**Task details**
Reproduce the listing below word for word, keeping every line in its original order.

==== Stored data

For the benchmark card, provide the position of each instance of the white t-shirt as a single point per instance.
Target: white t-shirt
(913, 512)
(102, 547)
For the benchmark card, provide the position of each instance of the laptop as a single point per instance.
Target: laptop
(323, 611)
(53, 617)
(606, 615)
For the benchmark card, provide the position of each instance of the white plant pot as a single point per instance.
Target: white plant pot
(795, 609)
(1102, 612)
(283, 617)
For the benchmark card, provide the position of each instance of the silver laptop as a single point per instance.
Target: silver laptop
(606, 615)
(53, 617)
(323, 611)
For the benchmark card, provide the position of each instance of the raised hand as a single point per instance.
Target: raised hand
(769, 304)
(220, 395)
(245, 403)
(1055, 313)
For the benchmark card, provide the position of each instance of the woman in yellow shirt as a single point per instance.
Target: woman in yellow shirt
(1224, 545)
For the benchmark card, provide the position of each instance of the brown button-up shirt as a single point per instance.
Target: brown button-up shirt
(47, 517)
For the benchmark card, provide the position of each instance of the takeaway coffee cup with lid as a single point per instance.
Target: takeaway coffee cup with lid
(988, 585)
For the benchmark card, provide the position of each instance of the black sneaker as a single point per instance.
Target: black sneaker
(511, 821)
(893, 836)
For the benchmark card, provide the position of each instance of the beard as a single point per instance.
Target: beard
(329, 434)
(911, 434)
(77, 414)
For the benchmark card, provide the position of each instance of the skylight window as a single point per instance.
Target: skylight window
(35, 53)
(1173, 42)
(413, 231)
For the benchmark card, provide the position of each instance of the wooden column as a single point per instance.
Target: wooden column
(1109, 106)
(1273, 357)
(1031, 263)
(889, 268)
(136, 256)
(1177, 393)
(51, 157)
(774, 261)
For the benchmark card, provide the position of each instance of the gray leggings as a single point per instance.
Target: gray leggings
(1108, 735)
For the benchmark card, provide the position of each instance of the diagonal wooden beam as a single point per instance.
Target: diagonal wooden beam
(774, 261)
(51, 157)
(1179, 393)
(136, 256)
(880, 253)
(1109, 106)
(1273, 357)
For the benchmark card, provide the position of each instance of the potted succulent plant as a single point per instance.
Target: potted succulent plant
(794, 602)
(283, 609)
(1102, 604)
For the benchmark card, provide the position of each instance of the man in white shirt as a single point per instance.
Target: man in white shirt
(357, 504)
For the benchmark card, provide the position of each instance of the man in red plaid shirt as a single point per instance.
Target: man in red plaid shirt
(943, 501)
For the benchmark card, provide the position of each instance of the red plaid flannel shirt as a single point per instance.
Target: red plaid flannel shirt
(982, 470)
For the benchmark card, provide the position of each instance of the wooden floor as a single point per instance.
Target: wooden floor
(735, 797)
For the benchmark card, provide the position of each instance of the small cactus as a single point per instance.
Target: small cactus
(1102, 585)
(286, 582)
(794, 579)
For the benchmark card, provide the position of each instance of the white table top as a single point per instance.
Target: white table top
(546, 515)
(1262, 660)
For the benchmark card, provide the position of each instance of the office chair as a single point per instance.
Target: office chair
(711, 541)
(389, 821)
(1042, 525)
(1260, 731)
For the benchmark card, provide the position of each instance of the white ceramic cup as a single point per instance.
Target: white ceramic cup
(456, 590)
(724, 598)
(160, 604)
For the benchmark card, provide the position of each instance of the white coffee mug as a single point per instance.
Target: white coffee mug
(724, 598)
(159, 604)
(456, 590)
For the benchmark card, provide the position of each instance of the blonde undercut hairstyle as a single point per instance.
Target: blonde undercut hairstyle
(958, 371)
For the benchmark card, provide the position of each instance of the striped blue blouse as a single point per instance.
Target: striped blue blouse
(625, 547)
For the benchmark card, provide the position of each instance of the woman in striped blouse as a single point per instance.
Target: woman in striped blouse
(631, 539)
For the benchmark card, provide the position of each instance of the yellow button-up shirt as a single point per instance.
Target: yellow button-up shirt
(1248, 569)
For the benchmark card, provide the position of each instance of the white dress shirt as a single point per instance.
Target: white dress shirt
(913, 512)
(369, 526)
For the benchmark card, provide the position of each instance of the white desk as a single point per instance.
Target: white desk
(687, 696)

========

**Answer for this exercise**
For the benchmark card, provide the position of each instance of the white t-shirt as a single point per instance.
Target: white t-shirt
(913, 512)
(102, 547)
For the benchmark card, provide the position of each instance of the laptop as a single point per instance.
Target: laptop
(323, 611)
(53, 617)
(606, 615)
For the benchmark card, provide the position of each instance of the white plant pot as a single point per instance.
Target: white plant pot
(795, 609)
(1102, 612)
(283, 617)
For the benchmark card, provide the position of each instance of the silver laptop as a single point per instance.
Target: silver laptop
(606, 615)
(53, 617)
(323, 611)
For the benchmark card, provide the position of each instance of the raised hand as a single point per instance.
Target: raised hand
(769, 304)
(220, 395)
(245, 403)
(1055, 313)
For the benchmark card, provide the position of each instance of the woman in yellow shirt as a single point per instance.
Target: woman in yellow shirt
(1224, 545)
For the benchmark card, provide the position of each instance of the brown button-up shirt as a single point per instance.
Target: brown button-up shirt
(47, 517)
For the benchmark card, provide the position of each instance of the takeaway coffee cup with lid as a single point per instance.
Target: takeaway coffee cup with lid
(988, 585)
For the benchmark card, provide the position of each instance of the black sneaker as a single point per instance.
Target: black sneaker
(511, 821)
(893, 836)
For the benchmark card, provide the position of each instance of the beard as a single point per instance.
Target: beard
(329, 434)
(911, 434)
(77, 414)
For the benchmark card, provide the position of each instance of the skylight window as a single point per instance.
Target: skylight window
(35, 53)
(1173, 42)
(413, 231)
For the benchmark card, provide the position of each instance of the wooden column as a single point per instance.
Target: wooden column
(1109, 106)
(1273, 357)
(1031, 263)
(889, 268)
(136, 256)
(1177, 393)
(51, 157)
(774, 261)
For the benchmark card, provide the position of each instance of the gray leggings as a single point per instance.
Target: gray leggings
(1108, 735)
For the benchmark card, provide the position of each instance of the diagonal wooden beam as a single point per instance.
Target: diagonal wooden beam
(774, 261)
(51, 157)
(1179, 393)
(136, 256)
(880, 253)
(1109, 106)
(1273, 357)
For the benchmark card, provide the position of each instance of the potted succulent plant as a single point per instance.
Target: potted succulent plant
(794, 602)
(283, 609)
(1102, 604)
For the benchmark card, provide the position of each instance of the man in white shirt as a single point per instance.
Target: man in white shirt
(357, 504)
For the benchmark card, provide the position of each instance of the man in red plaid shirt as a single point per instance.
Target: man in red plaid shirt
(943, 501)
For the benchmark card, provide the position of each instance of the red plaid flannel shirt as a single point per instance.
Target: red plaid flannel shirt
(982, 470)
For the benchmark card, provide the position of each instance of the wooden floor as a single point per instance.
Target: wooden floor
(735, 797)
For the benchmark card, provide the position of each instance of the small cactus as a single point per instance.
Target: small cactus
(1102, 585)
(286, 582)
(794, 579)
For the benchmark card, provide the position of each instance of the white table top as a single point per instance.
Target: white table top
(546, 515)
(1262, 660)
For the benchmark card, provide the position of each instance of the office chair as a single point per instance.
Target: office chair
(711, 541)
(389, 821)
(1042, 525)
(1260, 731)
For the benchmark card, provide the position of each instance of the white ceramic cup as a single point per instance.
Target: white ceramic cup
(456, 590)
(724, 598)
(160, 604)
For the benchmark card, provide the position of each instance of the white coffee mug as a single point per instance.
Target: white coffee mug
(724, 598)
(159, 604)
(456, 590)
For the benchmark card, provide the position of each instance of the blonde undercut hairstyle as a single point per instance.
Target: blonde undercut hairstyle
(958, 371)
For the benchmark card, provide the position of each instance of the striped blue blouse as a single point per instance.
Target: striped blue blouse
(625, 547)
For the benchmark card, provide the position of each instance of the woman in striped blouse as a single point per instance.
Target: woman in striped blouse
(631, 539)
For the benchmark card, provide the position of each instance of the yellow button-up shirt as a single point per instance.
Target: yellow button-up shirt
(1248, 569)
For the benchmark card, provide the position of each instance of the white dress shirt as a single point per instance.
Target: white dress shirt
(913, 512)
(369, 526)
For the benchmark card, provide the position of each instance of the white desk as a single point per instance.
Target: white desk
(687, 696)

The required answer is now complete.